Alıntılanan Metin:
━━━━━━━━
Allah müminlere gülümser bir halde tecelli edecektir.[10] Elbette bu gurup “Len terani” (beni göremeyeceksin)[11] âyetinden gafil değildi. Onlar şöyle diyorlardı: Len terani (beni göremeyeceksin) âyetinin manası, görmenin sonsuza dek imkânsız oluşu değildir, âyetin manası şudur: Ey Musa (a.s) hiç kimse beni görüp diri kalamaz. Bunun üzerine Musa (a.s) seni görmeyip yaşamaktansa, seni görüp ölmem benim için daha iyidir[12] diye buyurmuştur.
━━━━━━━━
Yapılacak Çalışmalar:
A - Alıntılanan metne göre Allah müminlere nasıl bir halde tecelli edecektir?
B - Şu ifadelerin alıntılanan metinle uyuşup uyuşmadığını belirtiniz. Her biri için evet veya hayır deyip metindeki belirleyici sözleri olduğu gibi aktarınız: (i) Söz konusu grup "Len terani" âyetinden habersizdi. (ii) Grup, âyetin görmenin sonsuza dek imkânsız olduğunu bildirdiğini söylüyordu. (iii) Musa (a.s), Allah'ı görmeyip yaşamak yerine görüp ölmeyi daha iyi bulduğunu söylemiştir.
Kayıtlar farklı bir kaynaktan derlenmiştir.
━━━━━━━━
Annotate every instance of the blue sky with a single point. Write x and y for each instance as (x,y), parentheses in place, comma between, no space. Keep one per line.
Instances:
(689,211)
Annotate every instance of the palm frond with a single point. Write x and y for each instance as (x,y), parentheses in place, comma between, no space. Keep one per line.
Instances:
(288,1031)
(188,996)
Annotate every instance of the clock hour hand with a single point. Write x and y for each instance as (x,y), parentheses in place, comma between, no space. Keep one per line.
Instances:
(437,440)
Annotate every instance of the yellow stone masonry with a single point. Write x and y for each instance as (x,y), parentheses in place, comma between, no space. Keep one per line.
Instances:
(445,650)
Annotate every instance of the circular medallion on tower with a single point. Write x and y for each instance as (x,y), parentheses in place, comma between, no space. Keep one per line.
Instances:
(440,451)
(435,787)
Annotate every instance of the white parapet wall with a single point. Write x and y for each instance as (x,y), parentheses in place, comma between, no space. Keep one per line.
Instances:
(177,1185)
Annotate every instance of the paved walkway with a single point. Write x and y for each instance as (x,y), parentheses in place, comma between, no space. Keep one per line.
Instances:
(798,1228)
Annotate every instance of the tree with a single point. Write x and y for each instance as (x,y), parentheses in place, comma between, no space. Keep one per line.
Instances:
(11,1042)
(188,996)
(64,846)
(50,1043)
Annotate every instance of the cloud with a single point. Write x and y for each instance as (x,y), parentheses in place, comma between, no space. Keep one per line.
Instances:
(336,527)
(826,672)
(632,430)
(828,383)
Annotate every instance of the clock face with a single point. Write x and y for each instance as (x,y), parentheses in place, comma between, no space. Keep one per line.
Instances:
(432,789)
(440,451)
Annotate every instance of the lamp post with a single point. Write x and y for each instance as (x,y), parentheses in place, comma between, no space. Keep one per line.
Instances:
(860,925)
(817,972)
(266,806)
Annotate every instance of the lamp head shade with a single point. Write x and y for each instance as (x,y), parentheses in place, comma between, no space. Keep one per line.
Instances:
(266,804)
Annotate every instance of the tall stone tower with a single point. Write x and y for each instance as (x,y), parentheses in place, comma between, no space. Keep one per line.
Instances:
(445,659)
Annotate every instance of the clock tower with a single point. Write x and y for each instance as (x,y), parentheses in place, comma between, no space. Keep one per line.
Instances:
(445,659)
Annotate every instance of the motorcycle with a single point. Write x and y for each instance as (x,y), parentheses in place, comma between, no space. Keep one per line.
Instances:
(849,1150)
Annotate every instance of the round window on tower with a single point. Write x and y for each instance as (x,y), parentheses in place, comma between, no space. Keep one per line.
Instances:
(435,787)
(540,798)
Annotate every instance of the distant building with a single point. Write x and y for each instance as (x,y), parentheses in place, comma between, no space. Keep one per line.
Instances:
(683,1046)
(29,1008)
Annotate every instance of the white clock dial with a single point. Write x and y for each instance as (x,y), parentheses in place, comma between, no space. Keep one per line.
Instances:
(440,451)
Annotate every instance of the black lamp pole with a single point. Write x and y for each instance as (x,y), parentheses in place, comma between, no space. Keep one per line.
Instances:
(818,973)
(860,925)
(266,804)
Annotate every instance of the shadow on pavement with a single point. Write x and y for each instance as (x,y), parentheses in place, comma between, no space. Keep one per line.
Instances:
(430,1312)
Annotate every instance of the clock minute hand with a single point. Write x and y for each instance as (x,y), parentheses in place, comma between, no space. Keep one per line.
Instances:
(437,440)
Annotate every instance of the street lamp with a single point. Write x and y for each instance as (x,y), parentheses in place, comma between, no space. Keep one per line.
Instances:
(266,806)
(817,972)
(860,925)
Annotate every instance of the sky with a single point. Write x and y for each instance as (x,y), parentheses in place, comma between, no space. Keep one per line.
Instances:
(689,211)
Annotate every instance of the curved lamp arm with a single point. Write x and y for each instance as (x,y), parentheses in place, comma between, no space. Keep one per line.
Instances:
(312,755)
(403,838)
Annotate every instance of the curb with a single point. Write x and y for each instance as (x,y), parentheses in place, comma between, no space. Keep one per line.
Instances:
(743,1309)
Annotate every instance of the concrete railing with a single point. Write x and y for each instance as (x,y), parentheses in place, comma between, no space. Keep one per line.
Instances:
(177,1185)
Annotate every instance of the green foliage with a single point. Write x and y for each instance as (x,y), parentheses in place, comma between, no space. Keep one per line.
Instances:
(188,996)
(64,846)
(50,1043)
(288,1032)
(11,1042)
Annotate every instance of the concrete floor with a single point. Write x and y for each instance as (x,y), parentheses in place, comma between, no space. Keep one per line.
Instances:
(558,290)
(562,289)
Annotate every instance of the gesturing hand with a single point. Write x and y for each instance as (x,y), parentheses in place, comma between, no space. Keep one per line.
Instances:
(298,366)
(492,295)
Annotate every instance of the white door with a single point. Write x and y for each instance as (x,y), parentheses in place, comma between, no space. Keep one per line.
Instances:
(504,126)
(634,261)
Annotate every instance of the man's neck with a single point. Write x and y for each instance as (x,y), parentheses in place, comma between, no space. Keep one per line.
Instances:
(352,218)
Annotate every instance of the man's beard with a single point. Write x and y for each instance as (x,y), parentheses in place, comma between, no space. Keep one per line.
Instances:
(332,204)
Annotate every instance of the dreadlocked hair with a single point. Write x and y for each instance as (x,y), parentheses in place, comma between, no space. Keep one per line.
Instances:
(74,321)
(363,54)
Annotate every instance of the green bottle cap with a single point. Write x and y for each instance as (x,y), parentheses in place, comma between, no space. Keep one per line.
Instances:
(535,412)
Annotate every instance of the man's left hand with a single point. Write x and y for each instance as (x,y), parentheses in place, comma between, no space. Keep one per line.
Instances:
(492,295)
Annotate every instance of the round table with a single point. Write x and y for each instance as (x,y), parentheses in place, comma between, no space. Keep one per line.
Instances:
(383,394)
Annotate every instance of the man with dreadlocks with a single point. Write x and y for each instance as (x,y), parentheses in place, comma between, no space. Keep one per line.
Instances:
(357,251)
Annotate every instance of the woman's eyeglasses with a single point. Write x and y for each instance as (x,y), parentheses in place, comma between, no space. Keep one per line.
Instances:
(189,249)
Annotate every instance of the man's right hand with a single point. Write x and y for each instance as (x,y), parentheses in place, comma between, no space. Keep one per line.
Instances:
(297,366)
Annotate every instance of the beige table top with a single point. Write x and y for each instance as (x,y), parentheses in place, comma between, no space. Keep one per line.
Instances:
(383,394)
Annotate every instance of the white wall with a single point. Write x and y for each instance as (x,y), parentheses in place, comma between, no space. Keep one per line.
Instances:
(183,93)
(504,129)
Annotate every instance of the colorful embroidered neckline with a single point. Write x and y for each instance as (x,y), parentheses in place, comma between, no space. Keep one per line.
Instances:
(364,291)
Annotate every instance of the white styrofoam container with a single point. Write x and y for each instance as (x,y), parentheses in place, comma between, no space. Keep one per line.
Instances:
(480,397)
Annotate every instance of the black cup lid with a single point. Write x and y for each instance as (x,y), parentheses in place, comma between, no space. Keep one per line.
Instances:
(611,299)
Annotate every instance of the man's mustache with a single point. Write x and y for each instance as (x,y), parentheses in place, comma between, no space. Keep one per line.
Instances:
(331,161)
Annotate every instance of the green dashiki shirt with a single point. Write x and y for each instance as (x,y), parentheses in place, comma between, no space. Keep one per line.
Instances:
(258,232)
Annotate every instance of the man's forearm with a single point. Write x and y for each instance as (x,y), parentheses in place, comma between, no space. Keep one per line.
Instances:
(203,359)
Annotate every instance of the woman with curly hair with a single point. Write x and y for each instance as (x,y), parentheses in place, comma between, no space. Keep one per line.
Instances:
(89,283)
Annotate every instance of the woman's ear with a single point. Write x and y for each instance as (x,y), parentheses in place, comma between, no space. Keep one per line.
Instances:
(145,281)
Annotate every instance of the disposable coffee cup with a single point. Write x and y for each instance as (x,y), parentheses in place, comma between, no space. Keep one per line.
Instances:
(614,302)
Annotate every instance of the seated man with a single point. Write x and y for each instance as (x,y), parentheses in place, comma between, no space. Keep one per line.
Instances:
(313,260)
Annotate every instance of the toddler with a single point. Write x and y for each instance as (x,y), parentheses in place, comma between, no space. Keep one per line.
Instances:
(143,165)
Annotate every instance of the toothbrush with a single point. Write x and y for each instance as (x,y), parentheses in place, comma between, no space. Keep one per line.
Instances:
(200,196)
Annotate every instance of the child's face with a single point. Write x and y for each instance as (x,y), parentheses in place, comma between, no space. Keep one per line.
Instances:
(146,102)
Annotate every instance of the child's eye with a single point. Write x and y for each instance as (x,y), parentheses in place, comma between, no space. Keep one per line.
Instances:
━━━━━━━━
Görev Yanıtları:
A - Gülümser bir halde.

B -
(i) Hayır: "Elbette bu gurup “Len terani” (beni göremeyeceksin) âyetinden gafil değildi."
(ii) Hayır: "Len terani (beni göremeyeceksin) âyetinin manası, görmenin sonsuza dek imkânsız oluşu değildir"
(iii) Evet: "seni görmeyip yaşamaktansa, seni görüp ölmem benim için daha iyidir"